Copy out every one of the following entries word for word.

# Start of TASK INPUT

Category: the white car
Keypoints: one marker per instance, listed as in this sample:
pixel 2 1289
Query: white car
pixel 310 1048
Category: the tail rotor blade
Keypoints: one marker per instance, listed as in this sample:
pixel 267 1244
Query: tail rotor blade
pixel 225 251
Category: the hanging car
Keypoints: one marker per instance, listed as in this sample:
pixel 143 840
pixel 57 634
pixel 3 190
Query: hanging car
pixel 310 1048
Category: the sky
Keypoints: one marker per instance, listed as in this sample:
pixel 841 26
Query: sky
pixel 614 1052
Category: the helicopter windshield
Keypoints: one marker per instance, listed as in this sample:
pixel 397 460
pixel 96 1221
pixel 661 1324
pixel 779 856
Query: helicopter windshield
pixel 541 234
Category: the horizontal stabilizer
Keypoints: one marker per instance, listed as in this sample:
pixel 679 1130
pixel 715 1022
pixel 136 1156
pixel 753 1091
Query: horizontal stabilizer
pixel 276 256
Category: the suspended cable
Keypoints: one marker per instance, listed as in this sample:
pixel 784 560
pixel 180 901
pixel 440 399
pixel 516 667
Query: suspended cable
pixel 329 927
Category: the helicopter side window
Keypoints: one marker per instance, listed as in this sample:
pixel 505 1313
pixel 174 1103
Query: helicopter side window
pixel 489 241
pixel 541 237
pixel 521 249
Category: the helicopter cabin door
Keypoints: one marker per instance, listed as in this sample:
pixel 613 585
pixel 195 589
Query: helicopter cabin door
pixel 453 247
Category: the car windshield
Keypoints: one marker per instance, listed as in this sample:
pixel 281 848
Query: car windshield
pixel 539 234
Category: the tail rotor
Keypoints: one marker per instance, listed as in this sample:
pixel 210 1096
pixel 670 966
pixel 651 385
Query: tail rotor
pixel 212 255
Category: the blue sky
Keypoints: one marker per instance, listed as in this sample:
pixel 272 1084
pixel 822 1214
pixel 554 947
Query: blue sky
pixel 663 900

# End of TASK INPUT

=== FULL RESPONSE ===
Category: the white car
Keypoints: one marker per instance, listed as in this sample:
pixel 2 1289
Query: white car
pixel 310 1048
Category: the tail rotor blade
Keypoints: one marker per instance, listed as in this sample:
pixel 267 1244
Query: tail rotor blade
pixel 225 251
Category: the hanging car
Keypoints: one marker per instance, listed as in this sample:
pixel 143 840
pixel 57 634
pixel 3 190
Query: hanging car
pixel 310 1048
Category: the sky
Keypoints: one marker per instance, listed as in this sample:
pixel 841 26
Query: sky
pixel 614 1052
Category: the helicopter windshield
Keypoints: one marker per instance, listed as in this sample:
pixel 397 460
pixel 96 1221
pixel 661 1324
pixel 779 856
Query: helicopter windshield
pixel 541 234
Category: the horizontal stabilizer
Keypoints: one marker per instance, listed as in this sample:
pixel 679 1130
pixel 715 1022
pixel 136 1156
pixel 753 1091
Query: horizontal stabilizer
pixel 276 256
Category: the suspended cable
Keypoints: one marker per instance, listed as in this sample:
pixel 784 560
pixel 180 901
pixel 440 399
pixel 516 667
Query: suspended cable
pixel 329 927
Category: the helicopter side window
Keypoints: one marker per instance, listed as in this sample:
pixel 505 1313
pixel 174 1103
Query: helicopter side window
pixel 489 241
pixel 541 237
pixel 521 249
Category: the helicopter cabin door
Keypoints: one marker per instance, listed as in this sample:
pixel 613 585
pixel 195 589
Query: helicopter cabin door
pixel 453 247
Category: the car windshield
Keypoints: one marker per instance, listed as in this sample:
pixel 281 848
Query: car windshield
pixel 539 234
Category: the tail rotor
Keypoints: one marker per instance, listed as in this sample:
pixel 210 1096
pixel 670 966
pixel 651 385
Query: tail rotor
pixel 212 255
Category: the blue sky
Keypoints: one marker per instance, listed as in this sample:
pixel 272 1084
pixel 822 1214
pixel 554 947
Query: blue sky
pixel 663 900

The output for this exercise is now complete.